Extract:
Women’s Studies: Alive, Well and Still Kicking

Women’s studies scholars met and rubbed shoulders with the stars of the 1970s movement and pondered both emerging international issues and–in the true sign of the maturity of the discipline–retirement concerns.

Editor’s note: Tobias is a founding and an active member of the National Women’s Studies Association.

BOSTON–On the surface, except for the preponderance of women, the recent conference at Simmons College could have been mistaken for any other academic gathering with more than 100 separate sessions, papers, plenaries and exchanges of job information in the lounges and eating places.

But, unlike gatherings of the more traditional disciplines, the National Women’s Studies Association is where cutting edge scholarship and feminist politics come together, with 1,300 scholars, teachers and students reaffirming their commitment to the field and its “subversive” character.

One scholar, Paula Gunn Allen, a Native American poet and professor emerita from University of California, Los Angeles, even challenged the wisdom of the sort of writing so common throughout the halls of academe.

“If you do academic prose, you get so far away from yourself that you’ll never find your ass,” Allen said.

In the hallways and restaurants, attendees at the 21st annual women’s studies conference mingled with such well-known feminists as one-time Clinton civil rights post nominee, Harvard University law professor Lani Guinier, author of “Becoming Gentlemen: Women, Law School and Institutional Change;” Blanche Wiesen Cook, biographer of Eleanor Roosevelt; and journalist Susan Brownmiller, best known for “Against Our Will: Men, Women and Rape” and “In Our Times: A Memoir of a Revolution.”

Entries provided:
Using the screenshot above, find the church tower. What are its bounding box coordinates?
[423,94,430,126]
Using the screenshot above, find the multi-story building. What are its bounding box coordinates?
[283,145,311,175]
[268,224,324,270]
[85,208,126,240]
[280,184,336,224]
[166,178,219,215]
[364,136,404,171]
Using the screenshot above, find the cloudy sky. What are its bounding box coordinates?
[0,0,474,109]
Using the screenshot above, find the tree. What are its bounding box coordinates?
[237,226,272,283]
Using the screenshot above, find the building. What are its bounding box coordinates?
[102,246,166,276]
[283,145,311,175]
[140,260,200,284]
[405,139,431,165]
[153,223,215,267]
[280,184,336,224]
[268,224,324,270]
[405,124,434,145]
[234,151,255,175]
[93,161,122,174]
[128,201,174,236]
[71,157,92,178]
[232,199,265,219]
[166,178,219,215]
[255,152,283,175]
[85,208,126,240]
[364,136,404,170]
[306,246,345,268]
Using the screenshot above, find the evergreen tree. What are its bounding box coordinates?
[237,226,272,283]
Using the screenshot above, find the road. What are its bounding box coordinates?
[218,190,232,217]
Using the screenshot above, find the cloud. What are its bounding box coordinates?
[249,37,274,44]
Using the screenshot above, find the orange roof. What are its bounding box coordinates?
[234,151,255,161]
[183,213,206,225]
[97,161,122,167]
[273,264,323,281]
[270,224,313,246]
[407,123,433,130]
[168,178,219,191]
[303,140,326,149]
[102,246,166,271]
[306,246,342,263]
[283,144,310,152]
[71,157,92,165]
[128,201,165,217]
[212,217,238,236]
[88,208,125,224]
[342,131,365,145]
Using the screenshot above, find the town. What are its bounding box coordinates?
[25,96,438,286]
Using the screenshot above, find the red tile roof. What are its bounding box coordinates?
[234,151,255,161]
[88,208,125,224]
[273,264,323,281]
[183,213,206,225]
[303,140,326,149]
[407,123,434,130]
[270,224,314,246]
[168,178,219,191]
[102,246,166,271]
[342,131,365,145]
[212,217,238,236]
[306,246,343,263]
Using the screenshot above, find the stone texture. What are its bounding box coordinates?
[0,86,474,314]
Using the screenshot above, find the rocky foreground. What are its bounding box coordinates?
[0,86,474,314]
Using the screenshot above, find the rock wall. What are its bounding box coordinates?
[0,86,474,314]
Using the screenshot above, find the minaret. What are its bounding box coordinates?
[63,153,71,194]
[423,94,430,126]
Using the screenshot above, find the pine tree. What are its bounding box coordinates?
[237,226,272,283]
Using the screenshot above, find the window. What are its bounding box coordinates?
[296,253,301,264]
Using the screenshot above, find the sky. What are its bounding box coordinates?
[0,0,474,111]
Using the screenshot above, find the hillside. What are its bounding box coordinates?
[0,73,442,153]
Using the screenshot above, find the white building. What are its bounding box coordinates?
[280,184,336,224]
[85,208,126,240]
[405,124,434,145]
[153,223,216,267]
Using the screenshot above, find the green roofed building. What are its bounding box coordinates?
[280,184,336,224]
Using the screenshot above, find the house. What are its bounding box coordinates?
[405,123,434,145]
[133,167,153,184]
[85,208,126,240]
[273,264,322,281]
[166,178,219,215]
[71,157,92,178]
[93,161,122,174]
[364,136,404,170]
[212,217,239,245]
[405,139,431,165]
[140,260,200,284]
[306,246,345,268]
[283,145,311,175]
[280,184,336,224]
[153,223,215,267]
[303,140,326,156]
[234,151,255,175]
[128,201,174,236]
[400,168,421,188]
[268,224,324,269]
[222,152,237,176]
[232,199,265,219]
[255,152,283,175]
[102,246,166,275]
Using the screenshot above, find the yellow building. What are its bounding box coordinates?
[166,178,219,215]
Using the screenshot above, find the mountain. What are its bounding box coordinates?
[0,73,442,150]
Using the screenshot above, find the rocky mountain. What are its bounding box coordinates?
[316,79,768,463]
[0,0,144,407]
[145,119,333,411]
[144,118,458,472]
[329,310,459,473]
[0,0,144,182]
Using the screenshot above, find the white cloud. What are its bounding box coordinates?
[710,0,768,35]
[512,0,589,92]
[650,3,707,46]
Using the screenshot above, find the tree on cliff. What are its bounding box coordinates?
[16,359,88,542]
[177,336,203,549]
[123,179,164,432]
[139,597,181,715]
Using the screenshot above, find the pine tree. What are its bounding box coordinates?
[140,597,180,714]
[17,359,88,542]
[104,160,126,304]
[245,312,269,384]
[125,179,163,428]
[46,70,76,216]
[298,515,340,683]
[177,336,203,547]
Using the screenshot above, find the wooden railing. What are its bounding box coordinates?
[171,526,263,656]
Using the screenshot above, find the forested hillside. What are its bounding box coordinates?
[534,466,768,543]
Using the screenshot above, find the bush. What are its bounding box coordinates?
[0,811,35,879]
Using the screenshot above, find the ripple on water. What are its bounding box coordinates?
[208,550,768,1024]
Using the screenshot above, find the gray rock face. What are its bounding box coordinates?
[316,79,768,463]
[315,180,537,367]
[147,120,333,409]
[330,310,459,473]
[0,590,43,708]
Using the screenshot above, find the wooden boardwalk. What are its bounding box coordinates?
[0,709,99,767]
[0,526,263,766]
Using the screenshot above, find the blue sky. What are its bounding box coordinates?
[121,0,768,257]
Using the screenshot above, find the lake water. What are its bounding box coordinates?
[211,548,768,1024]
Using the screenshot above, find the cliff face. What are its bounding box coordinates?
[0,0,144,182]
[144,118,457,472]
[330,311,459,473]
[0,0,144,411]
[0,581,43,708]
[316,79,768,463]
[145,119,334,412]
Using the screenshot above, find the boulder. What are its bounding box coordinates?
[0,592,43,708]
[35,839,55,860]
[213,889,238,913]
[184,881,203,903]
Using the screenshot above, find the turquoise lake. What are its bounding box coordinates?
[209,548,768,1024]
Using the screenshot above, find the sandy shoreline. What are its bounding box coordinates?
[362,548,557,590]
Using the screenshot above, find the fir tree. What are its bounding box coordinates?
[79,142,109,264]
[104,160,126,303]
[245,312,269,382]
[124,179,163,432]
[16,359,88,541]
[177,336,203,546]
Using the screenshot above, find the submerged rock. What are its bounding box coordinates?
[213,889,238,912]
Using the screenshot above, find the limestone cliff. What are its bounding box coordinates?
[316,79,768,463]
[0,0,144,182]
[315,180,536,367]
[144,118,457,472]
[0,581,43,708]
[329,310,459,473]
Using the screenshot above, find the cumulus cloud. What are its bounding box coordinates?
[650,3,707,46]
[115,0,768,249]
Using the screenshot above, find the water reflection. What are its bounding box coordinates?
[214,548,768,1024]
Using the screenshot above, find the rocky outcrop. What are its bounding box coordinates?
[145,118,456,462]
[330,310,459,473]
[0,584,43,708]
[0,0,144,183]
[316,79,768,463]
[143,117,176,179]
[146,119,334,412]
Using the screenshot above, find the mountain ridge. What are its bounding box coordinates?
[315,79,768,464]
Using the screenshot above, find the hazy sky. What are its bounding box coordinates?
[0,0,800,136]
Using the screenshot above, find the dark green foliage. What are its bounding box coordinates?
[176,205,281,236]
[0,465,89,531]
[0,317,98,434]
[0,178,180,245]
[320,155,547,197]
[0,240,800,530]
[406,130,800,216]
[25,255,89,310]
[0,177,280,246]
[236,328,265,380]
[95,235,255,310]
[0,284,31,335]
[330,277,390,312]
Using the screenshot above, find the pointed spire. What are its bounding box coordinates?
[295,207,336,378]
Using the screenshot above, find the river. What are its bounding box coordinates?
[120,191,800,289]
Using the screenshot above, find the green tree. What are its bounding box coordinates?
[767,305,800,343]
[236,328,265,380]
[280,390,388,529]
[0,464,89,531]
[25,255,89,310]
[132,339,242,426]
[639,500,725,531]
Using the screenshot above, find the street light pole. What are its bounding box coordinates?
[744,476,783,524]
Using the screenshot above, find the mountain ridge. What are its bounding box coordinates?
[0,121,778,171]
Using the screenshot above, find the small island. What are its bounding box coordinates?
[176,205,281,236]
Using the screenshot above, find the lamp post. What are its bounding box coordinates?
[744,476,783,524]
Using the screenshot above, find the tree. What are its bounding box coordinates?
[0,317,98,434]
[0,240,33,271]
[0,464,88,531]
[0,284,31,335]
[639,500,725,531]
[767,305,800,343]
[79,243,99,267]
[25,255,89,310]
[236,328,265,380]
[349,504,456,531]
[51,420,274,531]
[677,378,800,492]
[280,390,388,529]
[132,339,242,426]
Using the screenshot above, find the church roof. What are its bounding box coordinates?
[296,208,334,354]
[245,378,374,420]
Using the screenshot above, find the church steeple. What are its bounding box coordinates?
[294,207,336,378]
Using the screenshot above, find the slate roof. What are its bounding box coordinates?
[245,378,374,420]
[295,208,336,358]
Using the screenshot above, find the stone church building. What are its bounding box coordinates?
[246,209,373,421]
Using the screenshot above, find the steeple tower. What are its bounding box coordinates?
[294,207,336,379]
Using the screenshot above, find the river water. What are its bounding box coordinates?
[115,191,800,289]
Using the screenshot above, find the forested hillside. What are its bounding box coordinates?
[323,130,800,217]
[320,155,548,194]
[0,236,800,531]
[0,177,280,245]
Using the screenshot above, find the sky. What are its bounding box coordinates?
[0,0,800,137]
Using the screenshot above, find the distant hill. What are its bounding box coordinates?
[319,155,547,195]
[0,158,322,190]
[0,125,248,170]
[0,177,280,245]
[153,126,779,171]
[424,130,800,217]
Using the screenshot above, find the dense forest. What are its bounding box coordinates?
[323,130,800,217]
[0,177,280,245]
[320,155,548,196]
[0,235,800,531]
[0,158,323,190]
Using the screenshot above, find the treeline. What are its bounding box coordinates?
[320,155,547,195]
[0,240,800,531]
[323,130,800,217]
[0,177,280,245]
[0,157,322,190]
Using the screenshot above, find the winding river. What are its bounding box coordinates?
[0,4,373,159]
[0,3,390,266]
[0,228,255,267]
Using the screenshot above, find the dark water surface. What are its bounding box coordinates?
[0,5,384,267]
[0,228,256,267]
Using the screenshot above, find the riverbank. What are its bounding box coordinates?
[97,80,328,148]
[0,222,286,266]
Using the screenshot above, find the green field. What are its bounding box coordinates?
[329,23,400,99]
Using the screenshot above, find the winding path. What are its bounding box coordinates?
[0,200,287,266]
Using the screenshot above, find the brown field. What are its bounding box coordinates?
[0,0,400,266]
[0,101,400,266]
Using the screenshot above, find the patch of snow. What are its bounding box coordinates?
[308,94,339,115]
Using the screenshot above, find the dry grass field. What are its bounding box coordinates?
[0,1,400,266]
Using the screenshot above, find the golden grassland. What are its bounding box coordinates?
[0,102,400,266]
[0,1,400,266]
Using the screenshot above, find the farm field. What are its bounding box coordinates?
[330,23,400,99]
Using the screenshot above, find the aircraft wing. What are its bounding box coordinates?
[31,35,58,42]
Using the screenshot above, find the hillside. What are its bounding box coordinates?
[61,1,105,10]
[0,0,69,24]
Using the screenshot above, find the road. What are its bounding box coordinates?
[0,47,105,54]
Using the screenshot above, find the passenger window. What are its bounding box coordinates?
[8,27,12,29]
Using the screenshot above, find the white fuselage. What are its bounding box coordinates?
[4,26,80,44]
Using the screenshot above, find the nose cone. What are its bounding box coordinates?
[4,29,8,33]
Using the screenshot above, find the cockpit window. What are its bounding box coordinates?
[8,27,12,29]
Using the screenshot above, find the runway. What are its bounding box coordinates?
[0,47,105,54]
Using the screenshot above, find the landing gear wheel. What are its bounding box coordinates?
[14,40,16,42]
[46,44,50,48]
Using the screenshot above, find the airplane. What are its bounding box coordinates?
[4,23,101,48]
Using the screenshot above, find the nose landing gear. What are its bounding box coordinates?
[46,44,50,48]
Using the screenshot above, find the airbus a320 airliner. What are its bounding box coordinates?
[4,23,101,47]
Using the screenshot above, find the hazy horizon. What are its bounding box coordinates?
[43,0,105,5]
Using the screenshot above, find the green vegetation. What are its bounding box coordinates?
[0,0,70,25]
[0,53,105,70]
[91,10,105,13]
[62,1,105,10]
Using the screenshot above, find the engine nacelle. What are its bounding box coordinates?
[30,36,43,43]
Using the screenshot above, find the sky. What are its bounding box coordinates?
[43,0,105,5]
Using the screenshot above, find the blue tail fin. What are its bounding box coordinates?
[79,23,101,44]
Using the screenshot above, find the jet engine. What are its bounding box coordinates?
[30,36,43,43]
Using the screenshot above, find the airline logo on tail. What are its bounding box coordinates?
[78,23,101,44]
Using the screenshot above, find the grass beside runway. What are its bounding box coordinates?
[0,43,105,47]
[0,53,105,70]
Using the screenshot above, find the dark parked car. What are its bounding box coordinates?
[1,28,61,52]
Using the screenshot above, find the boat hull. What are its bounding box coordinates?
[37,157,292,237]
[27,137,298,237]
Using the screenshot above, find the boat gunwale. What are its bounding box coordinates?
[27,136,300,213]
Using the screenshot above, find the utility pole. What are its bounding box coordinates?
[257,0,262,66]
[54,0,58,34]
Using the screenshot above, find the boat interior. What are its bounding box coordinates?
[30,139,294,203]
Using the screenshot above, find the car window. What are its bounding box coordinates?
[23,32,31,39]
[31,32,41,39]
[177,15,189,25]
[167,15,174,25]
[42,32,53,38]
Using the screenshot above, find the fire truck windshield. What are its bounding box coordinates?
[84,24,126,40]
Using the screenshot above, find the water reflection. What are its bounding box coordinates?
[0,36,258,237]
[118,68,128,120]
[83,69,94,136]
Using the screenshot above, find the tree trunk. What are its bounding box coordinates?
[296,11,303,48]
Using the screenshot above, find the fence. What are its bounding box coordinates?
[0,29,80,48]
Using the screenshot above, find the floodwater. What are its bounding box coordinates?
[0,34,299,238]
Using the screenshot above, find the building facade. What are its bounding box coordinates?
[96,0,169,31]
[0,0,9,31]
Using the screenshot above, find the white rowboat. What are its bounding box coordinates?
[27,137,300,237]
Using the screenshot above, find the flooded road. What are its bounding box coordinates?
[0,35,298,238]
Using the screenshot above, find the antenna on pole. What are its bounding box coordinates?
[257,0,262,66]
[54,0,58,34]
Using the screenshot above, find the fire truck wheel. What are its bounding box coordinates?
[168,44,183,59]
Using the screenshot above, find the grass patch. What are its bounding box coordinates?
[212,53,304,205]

What to work on:
#1 According to the women's studies article, what sets the National Women's Studies Association conference apart from gatherings of more traditional disciplines? Answer in one to three sentences.
#2 Set down the passage of the women's studies article from "Women’s studies scholars" to "Women’s Studies Association.", word for word.

Answer set:
#1 Unlike those gatherings, the conference is where cutting-edge scholarship and feminist politics come together. Its 1,300 scholars, teachers and students reaffirmed their commitment to the field and its "subversive" character.

#2
Women’s studies scholars met and rubbed shoulders with the stars of the 1970s movement and pondered both emerging international issues and–in the true sign of the maturity of the discipline–retirement concerns.

Editor’s note: Tobias is a founding and an active member of the National Women’s Studies Association.